Reproduce word for word the stretch of the material from the line containing "answer like [190,151]." through the end of the material, and output nothing else.

/---

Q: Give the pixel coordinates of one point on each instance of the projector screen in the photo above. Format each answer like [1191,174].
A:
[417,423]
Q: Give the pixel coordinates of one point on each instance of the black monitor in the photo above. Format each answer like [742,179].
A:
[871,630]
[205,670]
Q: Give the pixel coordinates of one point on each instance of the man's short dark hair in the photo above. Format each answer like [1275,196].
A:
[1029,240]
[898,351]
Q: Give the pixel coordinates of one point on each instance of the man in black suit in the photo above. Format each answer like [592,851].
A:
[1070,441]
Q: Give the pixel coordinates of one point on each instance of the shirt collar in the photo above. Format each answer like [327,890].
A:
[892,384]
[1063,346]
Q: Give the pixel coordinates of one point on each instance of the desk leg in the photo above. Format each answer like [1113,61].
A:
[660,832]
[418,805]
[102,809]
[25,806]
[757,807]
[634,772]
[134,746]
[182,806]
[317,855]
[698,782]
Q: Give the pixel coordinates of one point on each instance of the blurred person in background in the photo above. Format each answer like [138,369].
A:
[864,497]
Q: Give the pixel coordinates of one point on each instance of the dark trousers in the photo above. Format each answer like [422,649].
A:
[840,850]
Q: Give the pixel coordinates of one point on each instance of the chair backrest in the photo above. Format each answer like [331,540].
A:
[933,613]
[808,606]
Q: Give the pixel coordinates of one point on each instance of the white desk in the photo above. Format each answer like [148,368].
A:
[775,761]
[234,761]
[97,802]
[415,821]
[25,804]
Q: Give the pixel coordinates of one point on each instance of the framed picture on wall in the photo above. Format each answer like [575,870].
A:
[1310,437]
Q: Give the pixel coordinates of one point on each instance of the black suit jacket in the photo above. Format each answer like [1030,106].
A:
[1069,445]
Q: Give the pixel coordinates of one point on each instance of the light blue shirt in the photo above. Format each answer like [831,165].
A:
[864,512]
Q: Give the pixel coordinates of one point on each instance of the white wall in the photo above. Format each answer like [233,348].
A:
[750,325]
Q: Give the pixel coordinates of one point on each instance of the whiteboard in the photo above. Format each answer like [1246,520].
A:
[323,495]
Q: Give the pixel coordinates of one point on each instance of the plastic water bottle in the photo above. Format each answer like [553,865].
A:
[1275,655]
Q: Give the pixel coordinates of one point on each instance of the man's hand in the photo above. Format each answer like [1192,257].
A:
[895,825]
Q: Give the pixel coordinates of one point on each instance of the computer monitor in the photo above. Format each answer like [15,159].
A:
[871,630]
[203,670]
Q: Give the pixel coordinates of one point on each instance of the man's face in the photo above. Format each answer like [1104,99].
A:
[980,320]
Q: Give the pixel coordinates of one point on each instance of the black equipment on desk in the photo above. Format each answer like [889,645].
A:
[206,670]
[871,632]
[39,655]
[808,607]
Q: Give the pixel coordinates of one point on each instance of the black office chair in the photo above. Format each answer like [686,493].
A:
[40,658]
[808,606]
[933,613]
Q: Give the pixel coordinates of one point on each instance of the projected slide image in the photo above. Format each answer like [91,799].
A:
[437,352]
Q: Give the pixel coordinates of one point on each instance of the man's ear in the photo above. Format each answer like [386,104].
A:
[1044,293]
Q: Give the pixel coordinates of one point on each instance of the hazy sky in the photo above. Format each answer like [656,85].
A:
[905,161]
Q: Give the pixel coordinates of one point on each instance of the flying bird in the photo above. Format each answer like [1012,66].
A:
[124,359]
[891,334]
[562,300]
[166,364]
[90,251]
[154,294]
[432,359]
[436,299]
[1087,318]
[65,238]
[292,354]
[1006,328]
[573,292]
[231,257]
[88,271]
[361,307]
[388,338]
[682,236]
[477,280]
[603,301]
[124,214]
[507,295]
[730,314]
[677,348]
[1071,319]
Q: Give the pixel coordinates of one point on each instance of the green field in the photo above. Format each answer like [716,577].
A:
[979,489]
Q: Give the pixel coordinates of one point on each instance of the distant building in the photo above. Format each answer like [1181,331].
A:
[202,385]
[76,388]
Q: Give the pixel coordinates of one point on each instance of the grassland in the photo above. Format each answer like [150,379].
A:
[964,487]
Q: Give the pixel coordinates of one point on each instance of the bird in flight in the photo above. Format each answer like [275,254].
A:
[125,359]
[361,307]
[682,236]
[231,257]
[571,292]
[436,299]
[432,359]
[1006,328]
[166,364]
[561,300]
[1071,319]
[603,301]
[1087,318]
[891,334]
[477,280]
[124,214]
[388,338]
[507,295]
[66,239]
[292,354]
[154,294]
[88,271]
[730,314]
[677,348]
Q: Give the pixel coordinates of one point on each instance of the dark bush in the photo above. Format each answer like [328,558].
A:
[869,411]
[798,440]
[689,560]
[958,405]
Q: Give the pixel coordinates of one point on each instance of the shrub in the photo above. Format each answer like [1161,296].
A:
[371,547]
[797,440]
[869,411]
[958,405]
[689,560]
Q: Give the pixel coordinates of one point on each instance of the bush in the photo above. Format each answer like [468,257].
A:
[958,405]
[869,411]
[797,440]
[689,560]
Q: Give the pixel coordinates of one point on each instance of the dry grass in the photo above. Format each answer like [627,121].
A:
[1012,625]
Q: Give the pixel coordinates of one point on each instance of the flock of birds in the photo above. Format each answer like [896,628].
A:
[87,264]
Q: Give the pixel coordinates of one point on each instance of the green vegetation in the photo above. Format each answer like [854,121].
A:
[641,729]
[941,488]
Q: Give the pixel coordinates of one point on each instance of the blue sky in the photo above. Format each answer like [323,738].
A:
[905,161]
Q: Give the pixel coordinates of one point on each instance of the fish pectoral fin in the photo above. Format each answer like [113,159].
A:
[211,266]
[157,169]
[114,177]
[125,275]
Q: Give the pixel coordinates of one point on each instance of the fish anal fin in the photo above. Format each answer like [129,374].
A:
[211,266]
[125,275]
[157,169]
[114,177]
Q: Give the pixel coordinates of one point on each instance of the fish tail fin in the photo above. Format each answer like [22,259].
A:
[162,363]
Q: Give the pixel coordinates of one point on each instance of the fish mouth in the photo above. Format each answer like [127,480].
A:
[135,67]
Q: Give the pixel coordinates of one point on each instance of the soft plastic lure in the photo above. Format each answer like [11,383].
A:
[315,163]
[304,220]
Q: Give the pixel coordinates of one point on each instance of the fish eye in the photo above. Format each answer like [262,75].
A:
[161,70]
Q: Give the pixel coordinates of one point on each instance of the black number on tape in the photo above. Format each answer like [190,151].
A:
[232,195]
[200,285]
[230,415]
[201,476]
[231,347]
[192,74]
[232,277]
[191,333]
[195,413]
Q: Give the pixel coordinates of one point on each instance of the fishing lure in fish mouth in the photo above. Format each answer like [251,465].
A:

\---

| Task output |
Q: Give the pixel coordinates of one point on each instance of the black number on tape in the photo above. Format each answer like [190,151].
A:
[232,195]
[200,285]
[230,415]
[201,476]
[231,347]
[192,74]
[232,277]
[191,333]
[195,413]
Q: Give the pixel coordinates of one point on each instance of the fishing lure in fish mouth in the photo above. Format each answer like [251,465].
A:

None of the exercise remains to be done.